Stated problem
Each entry must appear again exactly as it does in the source.

Collected data entries
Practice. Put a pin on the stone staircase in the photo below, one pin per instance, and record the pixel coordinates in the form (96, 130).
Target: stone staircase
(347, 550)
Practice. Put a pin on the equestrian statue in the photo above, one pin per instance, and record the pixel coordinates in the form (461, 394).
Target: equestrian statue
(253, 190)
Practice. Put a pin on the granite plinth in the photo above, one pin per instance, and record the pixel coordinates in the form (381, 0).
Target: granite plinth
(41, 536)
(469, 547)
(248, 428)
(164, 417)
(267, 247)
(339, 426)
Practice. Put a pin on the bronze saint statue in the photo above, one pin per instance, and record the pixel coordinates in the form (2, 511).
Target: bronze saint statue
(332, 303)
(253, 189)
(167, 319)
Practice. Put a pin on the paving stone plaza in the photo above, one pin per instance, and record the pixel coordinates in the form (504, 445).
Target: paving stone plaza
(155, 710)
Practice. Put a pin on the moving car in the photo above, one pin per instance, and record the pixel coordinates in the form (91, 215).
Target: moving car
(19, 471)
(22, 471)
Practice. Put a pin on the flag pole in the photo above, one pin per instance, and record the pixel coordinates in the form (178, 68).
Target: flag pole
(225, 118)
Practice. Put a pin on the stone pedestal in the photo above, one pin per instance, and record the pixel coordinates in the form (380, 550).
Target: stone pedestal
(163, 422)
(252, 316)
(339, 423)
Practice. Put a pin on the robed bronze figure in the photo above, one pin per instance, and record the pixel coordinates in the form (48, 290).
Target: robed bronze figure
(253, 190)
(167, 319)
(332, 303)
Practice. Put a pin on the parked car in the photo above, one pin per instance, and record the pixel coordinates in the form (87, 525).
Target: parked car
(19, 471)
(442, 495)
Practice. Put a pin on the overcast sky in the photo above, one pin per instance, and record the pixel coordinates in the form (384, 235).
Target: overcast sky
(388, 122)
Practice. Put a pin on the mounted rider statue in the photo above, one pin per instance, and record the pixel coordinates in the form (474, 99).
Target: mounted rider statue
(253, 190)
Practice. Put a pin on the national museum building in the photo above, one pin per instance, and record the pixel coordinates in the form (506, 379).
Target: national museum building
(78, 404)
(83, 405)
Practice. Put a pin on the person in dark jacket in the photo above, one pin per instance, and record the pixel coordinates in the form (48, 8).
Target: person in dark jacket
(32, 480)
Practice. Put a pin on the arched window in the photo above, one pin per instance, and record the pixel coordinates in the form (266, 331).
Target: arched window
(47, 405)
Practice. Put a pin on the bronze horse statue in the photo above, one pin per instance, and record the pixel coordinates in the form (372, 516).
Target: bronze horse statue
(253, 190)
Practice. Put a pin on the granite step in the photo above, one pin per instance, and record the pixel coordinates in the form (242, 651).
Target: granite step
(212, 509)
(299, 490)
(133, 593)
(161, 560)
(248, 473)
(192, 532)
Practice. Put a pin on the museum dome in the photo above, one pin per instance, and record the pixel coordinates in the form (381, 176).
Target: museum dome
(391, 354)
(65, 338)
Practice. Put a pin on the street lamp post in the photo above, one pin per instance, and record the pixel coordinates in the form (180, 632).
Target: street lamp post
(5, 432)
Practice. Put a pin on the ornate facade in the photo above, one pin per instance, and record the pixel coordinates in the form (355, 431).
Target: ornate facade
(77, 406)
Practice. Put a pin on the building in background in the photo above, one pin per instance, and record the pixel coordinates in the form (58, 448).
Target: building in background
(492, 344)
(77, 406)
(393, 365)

Result for this exercise
Practice. Put a pin on the stone staircase in the photo below, one pin per instance, and record the pixel coordinates in the form (96, 130).
Target: stone staircase
(347, 550)
Practice. Put a pin on the equestrian statue in the photo above, one pin per instance, and record the pixel coordinates in the form (461, 394).
Target: equestrian statue
(253, 190)
Practice. Put a pin on the granite plinth in the photo above, one pin per instance, and record the pixel coordinates in the form (381, 0).
Target: granite plinth
(41, 536)
(469, 547)
(248, 428)
(164, 417)
(267, 247)
(339, 426)
Practice. Put a pin on the bronze saint statue in the photo above, one pin per instance, and record the pixel coordinates in the form (2, 511).
Target: bronze saint statue
(332, 303)
(253, 189)
(167, 319)
Practice. Put a pin on the paving stone plaza in the photo above, one pin per instance, and record the pixel coordinates in the form (504, 445).
Target: paving stone plaza
(155, 710)
Practice. Put a pin on the moving car in the photo above, one pin per instance, and record the pixel coordinates in the form (91, 215).
Target: moving car
(19, 471)
(22, 471)
Practice. Put a pin on the flag pole in the photo above, one pin per instance, and record the pixel coordinates in the form (178, 68).
Target: flag pole
(225, 118)
Practice. Put a pin on the stone pedestal in the photo above, one pin per instance, and record the pixel coordinates in the form (380, 550).
Target: stone pedestal
(163, 422)
(252, 316)
(339, 423)
Practice. Put a pin on the robed bronze figure in the photo above, one pin per instance, and record the pixel coordinates in the form (48, 290).
Target: robed bronze figure
(253, 190)
(167, 319)
(332, 303)
Practice. Put a pin on the parked car in the photo above, one pin per instance, and record the pixel coordinates in the form (87, 525).
Target: parked car
(19, 471)
(442, 495)
Practice. Put a pin on the overcast sky in the photo above, one pin per instance, and record the pixel coordinates in the form (384, 235).
Target: overcast sky
(388, 122)
Practice. Put a pin on the mounted rider statue in the photo above, one pin per instance, and record the pixel coordinates in the form (474, 99).
Target: mounted rider statue
(253, 190)
Practice. Put a pin on the national museum building in the photo above, one pin per instance, and record the pixel coordinates in the form (506, 379).
Target: national museum building
(78, 404)
(83, 405)
Practice. Put a pin on the person in dark jacket in the photo above, one pin per instance, and record the pixel coordinates in the form (48, 8).
Target: person in dark jacket
(32, 480)
Practice. Put a pin on the arched window in the photo above, one pin per instance, and record the pixel coordinates in the form (266, 331).
Target: arched window
(47, 405)
Practice. Put a pin on the bronze horse statue in the photo above, one pin per instance, and record the pixel coordinates in the form (372, 516).
Target: bronze horse statue
(253, 190)
Practice. Put a pin on the granite step in the photo above, one pin per instance, and record the pixel coordinates in the form (242, 651).
Target: granite step
(212, 509)
(299, 490)
(133, 593)
(161, 560)
(248, 473)
(192, 532)
Practice. Put a pin on the museum dome in the photo above, one pin per instance, and record the pixel coordinates in the form (381, 176).
Target: museum dome
(391, 354)
(65, 338)
Practice. Put a pin on the street lamp post in the photo above, one pin per instance, and record the pixel coordinates in the form (180, 632).
Target: street lamp post
(5, 432)
Practice. Put a pin on the ornate facade in the photo above, one pin per instance, and record the pixel coordinates in the form (355, 431).
Target: ornate facade
(77, 406)
Practice. Put a pin on the building in background in the photo above, one pin per instance, and record the pixel coordinates in the form (58, 448).
Target: building in background
(492, 344)
(77, 406)
(393, 365)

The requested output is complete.